M. Desmet ajoute que l'esprit de notre époque veut que les décisions soient prises par des technocrates. Les décisions politiques sont sous-tendues, ajoute-t-il, par une idéologie : le monde et les gens sont un mécanisme que l'on peut améliorer ou contrôler, il suffit de connecter tout et tout le monde dans un internet des objets et un internet des corps. Tout système totalitaire rêve de transhumanisme.

Hitler en a rêvé avec sa théorie pseudo-scientifique des races. Mais ici, il faut absolument faire une distinction avec le populisme moderne et les différents Trump, Erdogan, Orban. Ces derniers, selon Desmet, sont animés par un dangereux désir nostalgique, mais à la base ils n'ont pas une idéologie pseudo-scientifique qui entend créer un nouvel être humain, si étroitement lié à la technologie qu'il envisage une possible transformation post-humaine (à cet égard, les chercheurs ont parlé d'une nouvelle "religion technologique").

Le rêve de tout totalitarisme est de recréer l'homme sur la base d'une idéologie revêtue de rationalité. Hitler, hier, avec sa théorie des races ; le transhumanisme, aujourd'hui, avec son rêve de faire de l'homme un Dieu par fusion avec la technologie. C'est pourquoi, selon le chercheur, il est nécessaire de parler de ces sujets et de ne pas faire taire les voix dissidentes, car le risque est la déshumanisation.

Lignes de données

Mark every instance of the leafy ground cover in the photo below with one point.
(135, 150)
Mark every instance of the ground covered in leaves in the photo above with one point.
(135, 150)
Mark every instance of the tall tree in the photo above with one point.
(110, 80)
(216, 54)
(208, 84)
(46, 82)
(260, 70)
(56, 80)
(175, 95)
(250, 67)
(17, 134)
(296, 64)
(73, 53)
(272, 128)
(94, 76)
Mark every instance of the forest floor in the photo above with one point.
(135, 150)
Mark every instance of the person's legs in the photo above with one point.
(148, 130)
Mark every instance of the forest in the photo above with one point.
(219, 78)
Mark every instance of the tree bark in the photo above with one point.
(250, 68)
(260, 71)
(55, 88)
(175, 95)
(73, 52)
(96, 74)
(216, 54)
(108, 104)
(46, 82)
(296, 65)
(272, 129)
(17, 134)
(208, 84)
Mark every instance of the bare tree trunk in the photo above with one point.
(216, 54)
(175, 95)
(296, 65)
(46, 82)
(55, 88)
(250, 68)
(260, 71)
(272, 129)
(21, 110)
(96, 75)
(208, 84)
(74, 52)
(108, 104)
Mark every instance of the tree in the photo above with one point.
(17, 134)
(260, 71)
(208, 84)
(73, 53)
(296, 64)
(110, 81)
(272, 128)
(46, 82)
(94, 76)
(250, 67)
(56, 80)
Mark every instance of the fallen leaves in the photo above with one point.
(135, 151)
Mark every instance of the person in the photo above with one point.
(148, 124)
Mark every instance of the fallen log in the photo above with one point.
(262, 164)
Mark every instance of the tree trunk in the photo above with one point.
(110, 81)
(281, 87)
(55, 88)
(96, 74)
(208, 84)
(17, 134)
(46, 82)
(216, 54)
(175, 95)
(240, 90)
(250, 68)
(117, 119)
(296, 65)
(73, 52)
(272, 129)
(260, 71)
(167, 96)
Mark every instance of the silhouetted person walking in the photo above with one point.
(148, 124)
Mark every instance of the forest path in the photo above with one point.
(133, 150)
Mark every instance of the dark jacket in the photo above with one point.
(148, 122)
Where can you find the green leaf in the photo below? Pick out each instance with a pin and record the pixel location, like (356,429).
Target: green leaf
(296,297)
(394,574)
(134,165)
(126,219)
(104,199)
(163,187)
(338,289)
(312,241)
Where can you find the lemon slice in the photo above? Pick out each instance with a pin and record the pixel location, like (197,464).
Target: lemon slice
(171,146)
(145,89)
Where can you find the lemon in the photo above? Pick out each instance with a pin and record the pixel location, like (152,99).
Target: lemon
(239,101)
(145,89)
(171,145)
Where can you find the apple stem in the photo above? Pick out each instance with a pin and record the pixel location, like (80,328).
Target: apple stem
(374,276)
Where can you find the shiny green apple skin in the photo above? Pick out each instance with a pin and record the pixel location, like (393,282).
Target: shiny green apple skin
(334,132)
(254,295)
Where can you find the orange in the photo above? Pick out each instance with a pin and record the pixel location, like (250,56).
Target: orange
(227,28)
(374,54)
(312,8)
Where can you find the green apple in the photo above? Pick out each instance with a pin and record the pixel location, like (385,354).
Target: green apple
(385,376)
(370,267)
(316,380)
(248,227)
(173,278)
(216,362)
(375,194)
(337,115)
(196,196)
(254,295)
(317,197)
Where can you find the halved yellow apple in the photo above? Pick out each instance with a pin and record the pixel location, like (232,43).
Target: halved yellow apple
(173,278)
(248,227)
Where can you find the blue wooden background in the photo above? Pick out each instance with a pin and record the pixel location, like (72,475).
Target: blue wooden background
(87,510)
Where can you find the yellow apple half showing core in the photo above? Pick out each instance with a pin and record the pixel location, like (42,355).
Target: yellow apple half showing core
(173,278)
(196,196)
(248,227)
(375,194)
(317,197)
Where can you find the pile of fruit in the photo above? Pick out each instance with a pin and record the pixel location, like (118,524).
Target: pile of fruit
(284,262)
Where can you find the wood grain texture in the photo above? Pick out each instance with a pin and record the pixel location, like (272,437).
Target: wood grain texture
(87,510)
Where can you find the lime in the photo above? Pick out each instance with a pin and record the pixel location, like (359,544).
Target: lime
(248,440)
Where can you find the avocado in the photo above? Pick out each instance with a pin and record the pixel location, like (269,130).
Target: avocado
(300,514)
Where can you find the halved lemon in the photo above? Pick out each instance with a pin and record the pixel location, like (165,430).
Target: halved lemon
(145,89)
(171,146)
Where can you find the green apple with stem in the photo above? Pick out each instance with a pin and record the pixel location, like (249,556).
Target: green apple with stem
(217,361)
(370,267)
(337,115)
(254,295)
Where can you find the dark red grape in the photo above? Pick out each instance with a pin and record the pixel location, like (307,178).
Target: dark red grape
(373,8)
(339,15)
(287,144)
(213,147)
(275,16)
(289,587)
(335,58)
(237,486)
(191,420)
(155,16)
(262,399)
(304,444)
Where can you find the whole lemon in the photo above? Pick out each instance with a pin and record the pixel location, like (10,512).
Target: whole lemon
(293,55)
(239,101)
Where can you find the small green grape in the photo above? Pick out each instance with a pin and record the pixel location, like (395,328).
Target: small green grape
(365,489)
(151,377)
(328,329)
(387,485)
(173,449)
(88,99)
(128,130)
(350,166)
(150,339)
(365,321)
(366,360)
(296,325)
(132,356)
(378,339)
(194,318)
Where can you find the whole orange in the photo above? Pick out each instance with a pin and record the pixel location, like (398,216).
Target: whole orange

■ **Présentation de l'exercice**:
Répondez à ces questions sur le texte consacré au totalitarisme et au transhumanisme :
(a) D'après M. Desmet, par qui l'esprit de notre époque veut-il que les décisions soient prises ?
(b) Quels noms le texte cite-t-il pour le populisme moderne ?
(c) Quel risque le chercheur voit-il si l'on fait taire les voix dissidentes ?
Ces lignes ne servent pas pour ce travail.

■ **Votre réponse**:
(a) Par des technocrates.
(b) Trump, Erdogan et Orban.
(c) La déshumanisation.